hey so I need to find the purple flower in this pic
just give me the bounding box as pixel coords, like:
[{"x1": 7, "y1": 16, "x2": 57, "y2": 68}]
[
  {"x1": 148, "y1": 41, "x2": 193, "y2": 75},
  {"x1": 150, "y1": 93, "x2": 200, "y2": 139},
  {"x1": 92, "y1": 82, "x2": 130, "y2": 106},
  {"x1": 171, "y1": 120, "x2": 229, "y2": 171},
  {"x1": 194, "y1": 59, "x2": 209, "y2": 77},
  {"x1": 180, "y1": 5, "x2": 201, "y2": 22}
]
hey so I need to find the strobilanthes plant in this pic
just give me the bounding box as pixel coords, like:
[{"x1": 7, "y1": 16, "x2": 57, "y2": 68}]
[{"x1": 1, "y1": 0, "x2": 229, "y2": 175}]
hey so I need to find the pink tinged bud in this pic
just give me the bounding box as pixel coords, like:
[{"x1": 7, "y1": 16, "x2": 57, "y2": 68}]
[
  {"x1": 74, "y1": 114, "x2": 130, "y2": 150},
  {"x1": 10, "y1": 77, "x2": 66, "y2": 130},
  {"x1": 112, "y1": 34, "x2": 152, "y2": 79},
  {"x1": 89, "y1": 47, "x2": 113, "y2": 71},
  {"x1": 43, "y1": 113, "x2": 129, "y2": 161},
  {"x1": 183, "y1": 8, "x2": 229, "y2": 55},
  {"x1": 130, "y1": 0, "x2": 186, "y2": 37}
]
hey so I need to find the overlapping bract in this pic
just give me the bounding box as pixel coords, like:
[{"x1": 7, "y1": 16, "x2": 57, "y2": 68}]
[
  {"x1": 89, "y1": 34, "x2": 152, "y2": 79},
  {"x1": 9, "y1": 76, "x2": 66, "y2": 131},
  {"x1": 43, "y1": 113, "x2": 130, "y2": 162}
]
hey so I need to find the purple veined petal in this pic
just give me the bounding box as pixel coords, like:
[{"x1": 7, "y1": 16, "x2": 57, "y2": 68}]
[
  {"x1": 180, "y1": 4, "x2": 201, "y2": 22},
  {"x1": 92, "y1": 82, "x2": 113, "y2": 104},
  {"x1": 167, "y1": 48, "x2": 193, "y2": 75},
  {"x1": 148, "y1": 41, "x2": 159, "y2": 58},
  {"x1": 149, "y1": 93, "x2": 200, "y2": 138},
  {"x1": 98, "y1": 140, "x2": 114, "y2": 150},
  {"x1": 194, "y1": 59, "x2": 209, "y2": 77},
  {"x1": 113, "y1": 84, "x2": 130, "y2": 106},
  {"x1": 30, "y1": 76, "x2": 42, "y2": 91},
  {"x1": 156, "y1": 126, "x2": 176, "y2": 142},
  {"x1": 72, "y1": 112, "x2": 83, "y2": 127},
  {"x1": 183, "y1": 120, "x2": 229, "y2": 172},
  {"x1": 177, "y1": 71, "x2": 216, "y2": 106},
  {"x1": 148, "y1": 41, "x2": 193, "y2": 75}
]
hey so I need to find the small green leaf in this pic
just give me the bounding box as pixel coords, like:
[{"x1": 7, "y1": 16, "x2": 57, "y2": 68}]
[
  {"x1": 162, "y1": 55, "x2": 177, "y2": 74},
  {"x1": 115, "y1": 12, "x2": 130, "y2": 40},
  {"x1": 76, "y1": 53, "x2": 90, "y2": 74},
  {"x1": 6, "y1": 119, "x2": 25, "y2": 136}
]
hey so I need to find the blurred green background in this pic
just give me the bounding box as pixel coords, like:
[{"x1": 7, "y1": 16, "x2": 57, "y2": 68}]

----

- **What needs to be done**: All records shown above are to be given again verbatim.

- **Reply to the task**:
hey so I need to find the purple flower in this pic
just give me the bounding box as pixel coords, like:
[{"x1": 7, "y1": 16, "x2": 57, "y2": 68}]
[
  {"x1": 148, "y1": 41, "x2": 193, "y2": 75},
  {"x1": 150, "y1": 93, "x2": 200, "y2": 139},
  {"x1": 92, "y1": 82, "x2": 130, "y2": 106},
  {"x1": 171, "y1": 120, "x2": 229, "y2": 171},
  {"x1": 194, "y1": 59, "x2": 209, "y2": 77},
  {"x1": 180, "y1": 5, "x2": 201, "y2": 22}
]
hey so I need to find the strobilanthes plant in this pic
just give me the bounding box as pixel coords, like:
[{"x1": 7, "y1": 16, "x2": 57, "y2": 68}]
[{"x1": 1, "y1": 0, "x2": 229, "y2": 175}]
hey so I need to find the pink tinged bud in this pic
just give me the bounding box as pixel coords, like:
[{"x1": 7, "y1": 16, "x2": 57, "y2": 68}]
[
  {"x1": 74, "y1": 114, "x2": 130, "y2": 150},
  {"x1": 10, "y1": 77, "x2": 66, "y2": 130},
  {"x1": 112, "y1": 34, "x2": 152, "y2": 79},
  {"x1": 89, "y1": 47, "x2": 113, "y2": 71},
  {"x1": 43, "y1": 113, "x2": 129, "y2": 161},
  {"x1": 183, "y1": 8, "x2": 229, "y2": 55},
  {"x1": 130, "y1": 0, "x2": 186, "y2": 37}
]
hey so I need to find the overlapping bract in this pic
just give me the bounding box as pixel coords, like:
[{"x1": 7, "y1": 16, "x2": 57, "y2": 68}]
[
  {"x1": 89, "y1": 34, "x2": 152, "y2": 79},
  {"x1": 9, "y1": 76, "x2": 66, "y2": 131},
  {"x1": 43, "y1": 113, "x2": 130, "y2": 162}
]
hey so I need to find the purple veined petal in this pic
just give me the bounding box as pixel coords, like:
[{"x1": 7, "y1": 16, "x2": 57, "y2": 68}]
[
  {"x1": 180, "y1": 4, "x2": 201, "y2": 22},
  {"x1": 92, "y1": 82, "x2": 113, "y2": 104},
  {"x1": 167, "y1": 48, "x2": 193, "y2": 75},
  {"x1": 148, "y1": 41, "x2": 159, "y2": 58},
  {"x1": 149, "y1": 93, "x2": 200, "y2": 138},
  {"x1": 98, "y1": 140, "x2": 114, "y2": 150},
  {"x1": 194, "y1": 59, "x2": 209, "y2": 77},
  {"x1": 113, "y1": 84, "x2": 130, "y2": 106},
  {"x1": 30, "y1": 76, "x2": 42, "y2": 91},
  {"x1": 156, "y1": 126, "x2": 176, "y2": 142},
  {"x1": 72, "y1": 112, "x2": 83, "y2": 127},
  {"x1": 183, "y1": 120, "x2": 229, "y2": 172},
  {"x1": 177, "y1": 71, "x2": 216, "y2": 106},
  {"x1": 148, "y1": 41, "x2": 193, "y2": 75}
]
hey so I need to find the small green leaf in this pic
just give me the bounding box as pixel coords, like:
[{"x1": 7, "y1": 16, "x2": 57, "y2": 68}]
[
  {"x1": 162, "y1": 55, "x2": 177, "y2": 74},
  {"x1": 115, "y1": 12, "x2": 130, "y2": 40},
  {"x1": 76, "y1": 53, "x2": 90, "y2": 74},
  {"x1": 6, "y1": 119, "x2": 25, "y2": 136}
]
hey so I need to find the blurred green background in this pic
just give me the bounding box as pixel coords, like:
[{"x1": 7, "y1": 16, "x2": 57, "y2": 68}]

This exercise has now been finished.